Written problem: Return each line of the data below that contains the string "given".

[Dataset entries]
::::::
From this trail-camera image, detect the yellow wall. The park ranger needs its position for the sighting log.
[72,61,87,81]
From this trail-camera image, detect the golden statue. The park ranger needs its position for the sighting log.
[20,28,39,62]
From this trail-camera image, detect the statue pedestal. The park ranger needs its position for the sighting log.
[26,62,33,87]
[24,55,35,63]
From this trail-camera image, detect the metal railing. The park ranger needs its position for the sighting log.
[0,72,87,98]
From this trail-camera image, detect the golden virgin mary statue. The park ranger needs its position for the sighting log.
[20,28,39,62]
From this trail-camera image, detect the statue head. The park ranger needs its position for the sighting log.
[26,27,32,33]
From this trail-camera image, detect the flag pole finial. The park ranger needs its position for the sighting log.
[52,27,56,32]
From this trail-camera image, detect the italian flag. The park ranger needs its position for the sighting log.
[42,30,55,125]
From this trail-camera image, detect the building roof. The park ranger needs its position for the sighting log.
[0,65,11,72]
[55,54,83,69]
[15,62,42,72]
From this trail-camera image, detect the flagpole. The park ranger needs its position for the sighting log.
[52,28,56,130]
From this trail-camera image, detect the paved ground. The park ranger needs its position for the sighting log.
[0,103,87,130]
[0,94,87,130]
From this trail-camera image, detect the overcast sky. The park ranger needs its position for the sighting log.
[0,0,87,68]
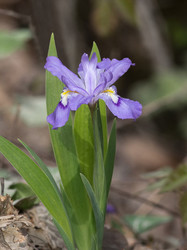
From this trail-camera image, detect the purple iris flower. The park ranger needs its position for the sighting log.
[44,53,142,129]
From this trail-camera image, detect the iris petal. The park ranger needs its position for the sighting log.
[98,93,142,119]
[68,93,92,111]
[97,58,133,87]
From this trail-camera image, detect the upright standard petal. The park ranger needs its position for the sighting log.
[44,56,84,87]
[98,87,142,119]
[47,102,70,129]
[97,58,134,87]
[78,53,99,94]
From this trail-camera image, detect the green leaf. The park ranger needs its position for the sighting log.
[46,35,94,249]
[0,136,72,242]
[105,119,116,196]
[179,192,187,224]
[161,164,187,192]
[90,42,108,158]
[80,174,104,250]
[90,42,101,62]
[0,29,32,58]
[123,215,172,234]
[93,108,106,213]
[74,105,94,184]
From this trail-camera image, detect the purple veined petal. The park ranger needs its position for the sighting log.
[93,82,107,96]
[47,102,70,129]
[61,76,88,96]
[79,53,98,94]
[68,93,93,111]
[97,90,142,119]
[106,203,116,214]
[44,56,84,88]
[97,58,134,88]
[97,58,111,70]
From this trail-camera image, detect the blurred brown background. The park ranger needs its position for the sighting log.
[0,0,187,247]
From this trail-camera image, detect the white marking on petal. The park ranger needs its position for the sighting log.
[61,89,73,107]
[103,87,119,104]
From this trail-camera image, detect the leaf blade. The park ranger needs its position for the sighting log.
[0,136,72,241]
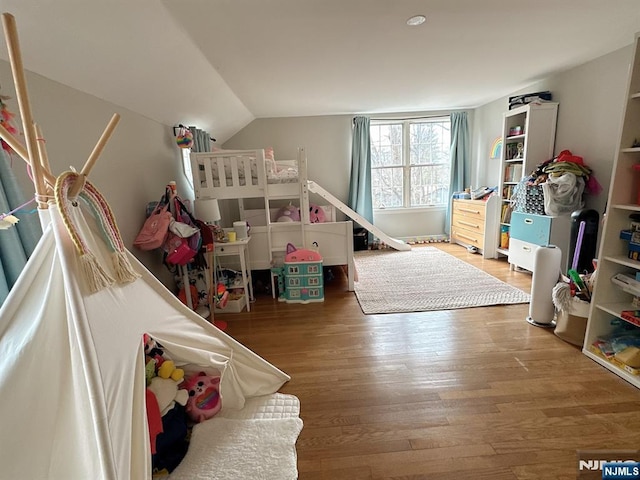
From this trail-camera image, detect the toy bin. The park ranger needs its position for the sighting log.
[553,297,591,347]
::::::
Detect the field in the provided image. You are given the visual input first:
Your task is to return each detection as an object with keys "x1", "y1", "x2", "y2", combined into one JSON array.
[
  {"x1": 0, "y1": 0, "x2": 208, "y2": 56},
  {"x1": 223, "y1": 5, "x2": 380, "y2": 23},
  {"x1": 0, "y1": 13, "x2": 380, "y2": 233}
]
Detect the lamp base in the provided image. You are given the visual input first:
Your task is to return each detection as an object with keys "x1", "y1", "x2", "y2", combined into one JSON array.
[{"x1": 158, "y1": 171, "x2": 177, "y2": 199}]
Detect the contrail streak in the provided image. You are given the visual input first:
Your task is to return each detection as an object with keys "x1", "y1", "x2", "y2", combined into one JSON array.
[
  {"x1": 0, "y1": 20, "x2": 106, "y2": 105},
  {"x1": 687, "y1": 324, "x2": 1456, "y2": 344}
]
::::::
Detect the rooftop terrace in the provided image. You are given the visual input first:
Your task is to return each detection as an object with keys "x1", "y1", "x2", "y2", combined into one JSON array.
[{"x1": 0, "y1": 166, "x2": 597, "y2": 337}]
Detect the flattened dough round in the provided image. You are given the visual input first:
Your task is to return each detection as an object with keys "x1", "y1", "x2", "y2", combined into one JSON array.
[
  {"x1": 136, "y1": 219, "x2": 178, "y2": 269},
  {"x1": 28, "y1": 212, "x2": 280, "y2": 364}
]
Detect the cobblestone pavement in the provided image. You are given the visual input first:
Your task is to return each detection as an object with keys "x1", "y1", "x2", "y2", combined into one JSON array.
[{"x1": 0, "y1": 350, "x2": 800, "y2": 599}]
::::::
Final result:
Detect the field in the provided image. You are given the visual input first:
Detect the lamp base in the provided image. You are given the visual input first:
Detect the contrail streak in the provided image. You are given the visual input first:
Detect the rooftop terrace in the provided image. You are given the visual input first:
Detect the flattened dough round in the provided image. You are given the visual input first:
Detect the cobblestone pavement in the provided image. You are given the visual input first:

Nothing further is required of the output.